[Exemplos de detecção]

★ ★ ★ ★ ★ ★ ★

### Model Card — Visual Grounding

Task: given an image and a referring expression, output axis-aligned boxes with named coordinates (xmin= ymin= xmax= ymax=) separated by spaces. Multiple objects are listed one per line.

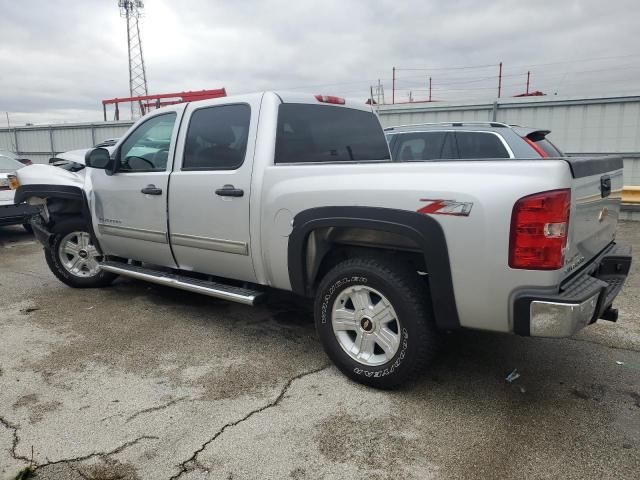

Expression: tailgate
xmin=564 ymin=157 xmax=623 ymax=277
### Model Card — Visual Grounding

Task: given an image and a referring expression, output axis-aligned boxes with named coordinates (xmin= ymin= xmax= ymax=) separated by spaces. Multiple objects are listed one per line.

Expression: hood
xmin=54 ymin=145 xmax=116 ymax=165
xmin=16 ymin=164 xmax=84 ymax=188
xmin=55 ymin=148 xmax=92 ymax=165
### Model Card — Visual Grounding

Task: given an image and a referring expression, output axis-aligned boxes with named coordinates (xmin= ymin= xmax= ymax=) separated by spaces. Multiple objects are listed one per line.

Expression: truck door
xmin=88 ymin=105 xmax=184 ymax=267
xmin=169 ymin=96 xmax=260 ymax=281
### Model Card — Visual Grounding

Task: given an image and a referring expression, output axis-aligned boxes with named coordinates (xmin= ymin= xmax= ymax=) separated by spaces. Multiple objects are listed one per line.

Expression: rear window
xmin=393 ymin=132 xmax=454 ymax=162
xmin=456 ymin=132 xmax=509 ymax=160
xmin=275 ymin=103 xmax=390 ymax=163
xmin=535 ymin=138 xmax=563 ymax=158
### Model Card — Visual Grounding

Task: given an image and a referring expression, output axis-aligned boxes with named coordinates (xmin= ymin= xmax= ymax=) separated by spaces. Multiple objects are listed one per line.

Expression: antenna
xmin=118 ymin=0 xmax=148 ymax=119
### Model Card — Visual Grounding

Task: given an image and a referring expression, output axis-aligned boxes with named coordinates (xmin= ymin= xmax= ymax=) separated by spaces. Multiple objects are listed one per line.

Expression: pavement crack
xmin=124 ymin=397 xmax=189 ymax=423
xmin=35 ymin=435 xmax=160 ymax=470
xmin=169 ymin=365 xmax=331 ymax=480
xmin=0 ymin=417 xmax=31 ymax=463
xmin=566 ymin=337 xmax=640 ymax=353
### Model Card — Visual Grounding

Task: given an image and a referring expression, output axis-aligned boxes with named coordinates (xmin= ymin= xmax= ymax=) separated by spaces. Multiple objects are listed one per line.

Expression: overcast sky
xmin=0 ymin=0 xmax=640 ymax=126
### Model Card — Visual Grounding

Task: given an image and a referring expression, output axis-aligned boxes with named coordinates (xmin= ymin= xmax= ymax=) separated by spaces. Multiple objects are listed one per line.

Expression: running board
xmin=100 ymin=262 xmax=263 ymax=305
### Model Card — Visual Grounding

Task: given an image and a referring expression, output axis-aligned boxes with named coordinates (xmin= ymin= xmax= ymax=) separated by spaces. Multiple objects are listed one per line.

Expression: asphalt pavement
xmin=0 ymin=222 xmax=640 ymax=480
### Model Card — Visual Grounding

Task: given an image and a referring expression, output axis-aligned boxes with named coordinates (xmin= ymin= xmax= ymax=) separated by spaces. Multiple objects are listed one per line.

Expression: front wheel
xmin=315 ymin=258 xmax=438 ymax=388
xmin=44 ymin=219 xmax=117 ymax=288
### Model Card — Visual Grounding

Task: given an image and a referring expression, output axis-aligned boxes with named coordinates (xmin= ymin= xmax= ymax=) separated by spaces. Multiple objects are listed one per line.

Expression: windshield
xmin=0 ymin=155 xmax=24 ymax=170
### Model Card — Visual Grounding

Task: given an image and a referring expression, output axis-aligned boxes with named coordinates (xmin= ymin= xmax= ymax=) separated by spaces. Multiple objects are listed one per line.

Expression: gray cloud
xmin=0 ymin=0 xmax=640 ymax=124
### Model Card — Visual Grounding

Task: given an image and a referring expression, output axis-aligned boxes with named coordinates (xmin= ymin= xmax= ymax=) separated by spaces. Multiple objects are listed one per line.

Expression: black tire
xmin=314 ymin=258 xmax=439 ymax=389
xmin=44 ymin=217 xmax=118 ymax=288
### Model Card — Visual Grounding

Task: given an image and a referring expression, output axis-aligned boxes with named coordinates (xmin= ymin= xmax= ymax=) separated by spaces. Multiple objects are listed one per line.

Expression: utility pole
xmin=118 ymin=0 xmax=149 ymax=120
xmin=391 ymin=67 xmax=396 ymax=105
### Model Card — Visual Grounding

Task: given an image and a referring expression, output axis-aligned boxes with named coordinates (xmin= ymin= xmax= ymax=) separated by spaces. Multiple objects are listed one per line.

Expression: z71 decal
xmin=417 ymin=198 xmax=473 ymax=217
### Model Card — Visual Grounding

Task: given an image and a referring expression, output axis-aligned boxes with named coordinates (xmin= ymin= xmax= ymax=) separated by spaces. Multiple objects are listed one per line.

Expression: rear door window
xmin=275 ymin=103 xmax=390 ymax=163
xmin=455 ymin=132 xmax=509 ymax=160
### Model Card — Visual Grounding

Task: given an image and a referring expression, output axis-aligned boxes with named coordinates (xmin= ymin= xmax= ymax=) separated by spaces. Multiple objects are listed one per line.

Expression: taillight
xmin=316 ymin=95 xmax=344 ymax=105
xmin=523 ymin=137 xmax=549 ymax=158
xmin=509 ymin=189 xmax=571 ymax=270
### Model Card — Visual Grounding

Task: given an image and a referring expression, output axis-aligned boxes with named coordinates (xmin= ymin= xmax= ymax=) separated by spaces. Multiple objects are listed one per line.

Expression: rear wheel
xmin=315 ymin=258 xmax=438 ymax=388
xmin=45 ymin=219 xmax=117 ymax=288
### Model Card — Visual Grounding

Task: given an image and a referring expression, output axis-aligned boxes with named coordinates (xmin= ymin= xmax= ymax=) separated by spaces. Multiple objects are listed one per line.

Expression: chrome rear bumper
xmin=513 ymin=243 xmax=631 ymax=338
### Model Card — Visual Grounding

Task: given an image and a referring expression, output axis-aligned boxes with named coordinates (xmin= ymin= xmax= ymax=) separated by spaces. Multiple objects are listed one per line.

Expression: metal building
xmin=378 ymin=95 xmax=640 ymax=185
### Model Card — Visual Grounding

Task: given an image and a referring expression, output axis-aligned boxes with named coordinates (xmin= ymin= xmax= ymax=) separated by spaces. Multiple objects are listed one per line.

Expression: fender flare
xmin=14 ymin=184 xmax=102 ymax=252
xmin=287 ymin=206 xmax=460 ymax=329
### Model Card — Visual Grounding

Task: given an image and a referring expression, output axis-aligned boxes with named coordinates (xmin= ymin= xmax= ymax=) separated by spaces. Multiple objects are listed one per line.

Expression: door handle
xmin=216 ymin=185 xmax=244 ymax=197
xmin=140 ymin=183 xmax=162 ymax=195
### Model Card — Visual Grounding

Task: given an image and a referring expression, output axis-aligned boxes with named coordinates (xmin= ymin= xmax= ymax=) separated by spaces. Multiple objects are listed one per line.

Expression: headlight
xmin=7 ymin=174 xmax=20 ymax=190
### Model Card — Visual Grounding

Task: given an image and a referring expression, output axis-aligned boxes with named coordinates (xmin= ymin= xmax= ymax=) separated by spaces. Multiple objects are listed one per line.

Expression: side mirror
xmin=84 ymin=147 xmax=112 ymax=174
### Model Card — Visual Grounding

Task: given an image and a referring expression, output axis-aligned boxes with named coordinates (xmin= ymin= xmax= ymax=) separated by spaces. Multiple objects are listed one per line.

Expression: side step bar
xmin=100 ymin=262 xmax=264 ymax=305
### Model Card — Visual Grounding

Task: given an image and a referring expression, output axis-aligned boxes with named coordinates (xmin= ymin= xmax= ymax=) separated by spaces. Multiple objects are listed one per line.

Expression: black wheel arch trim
xmin=287 ymin=206 xmax=460 ymax=330
xmin=14 ymin=184 xmax=102 ymax=252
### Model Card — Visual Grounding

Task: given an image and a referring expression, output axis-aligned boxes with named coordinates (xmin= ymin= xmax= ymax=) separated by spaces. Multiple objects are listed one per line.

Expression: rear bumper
xmin=514 ymin=243 xmax=631 ymax=338
xmin=0 ymin=203 xmax=38 ymax=225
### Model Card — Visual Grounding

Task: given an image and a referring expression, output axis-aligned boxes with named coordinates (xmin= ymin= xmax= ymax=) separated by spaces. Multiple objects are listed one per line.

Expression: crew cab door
xmin=90 ymin=105 xmax=184 ymax=267
xmin=169 ymin=96 xmax=260 ymax=281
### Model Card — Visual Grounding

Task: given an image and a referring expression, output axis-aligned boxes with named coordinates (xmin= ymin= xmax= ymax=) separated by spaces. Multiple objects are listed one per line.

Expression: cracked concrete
xmin=0 ymin=223 xmax=640 ymax=480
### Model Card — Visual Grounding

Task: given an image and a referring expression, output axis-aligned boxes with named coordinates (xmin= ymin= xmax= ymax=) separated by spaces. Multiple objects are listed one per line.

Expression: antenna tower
xmin=118 ymin=0 xmax=149 ymax=119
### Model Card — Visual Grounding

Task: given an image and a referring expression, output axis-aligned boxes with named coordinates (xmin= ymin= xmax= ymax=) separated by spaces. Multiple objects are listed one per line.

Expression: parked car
xmin=0 ymin=155 xmax=38 ymax=231
xmin=385 ymin=122 xmax=563 ymax=162
xmin=0 ymin=149 xmax=33 ymax=165
xmin=16 ymin=92 xmax=631 ymax=388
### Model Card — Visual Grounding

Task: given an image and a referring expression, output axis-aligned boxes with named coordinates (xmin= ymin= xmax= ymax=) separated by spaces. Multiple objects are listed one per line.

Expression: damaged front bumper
xmin=514 ymin=243 xmax=631 ymax=338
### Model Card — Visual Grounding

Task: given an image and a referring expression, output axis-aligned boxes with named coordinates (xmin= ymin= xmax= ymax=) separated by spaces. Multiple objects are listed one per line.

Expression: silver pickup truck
xmin=16 ymin=92 xmax=631 ymax=388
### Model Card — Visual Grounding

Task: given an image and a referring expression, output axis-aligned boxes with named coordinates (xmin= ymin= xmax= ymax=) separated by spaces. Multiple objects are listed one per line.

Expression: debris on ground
xmin=505 ymin=368 xmax=520 ymax=383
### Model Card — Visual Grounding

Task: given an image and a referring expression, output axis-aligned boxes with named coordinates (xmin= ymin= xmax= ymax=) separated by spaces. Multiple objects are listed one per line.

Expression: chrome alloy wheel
xmin=331 ymin=285 xmax=401 ymax=366
xmin=58 ymin=232 xmax=102 ymax=278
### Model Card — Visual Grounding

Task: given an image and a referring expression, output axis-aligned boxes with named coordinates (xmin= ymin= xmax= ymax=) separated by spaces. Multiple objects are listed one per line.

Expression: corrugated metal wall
xmin=0 ymin=121 xmax=132 ymax=163
xmin=378 ymin=96 xmax=640 ymax=185
xmin=0 ymin=95 xmax=640 ymax=185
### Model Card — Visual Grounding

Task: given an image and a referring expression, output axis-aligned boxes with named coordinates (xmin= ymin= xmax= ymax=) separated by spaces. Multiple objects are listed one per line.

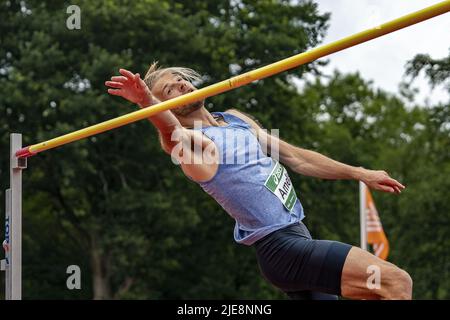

★ ★ ★ ★ ★ ★ ★

> **Tarefa pedida**:
Mostre, copiando-as por inteiro, todas as linhas acima em que aparece a palavra "bumper".

> **Resultado do exercício**:
Expression: chrome rear bumper
Expression: rear bumper
Expression: damaged front bumper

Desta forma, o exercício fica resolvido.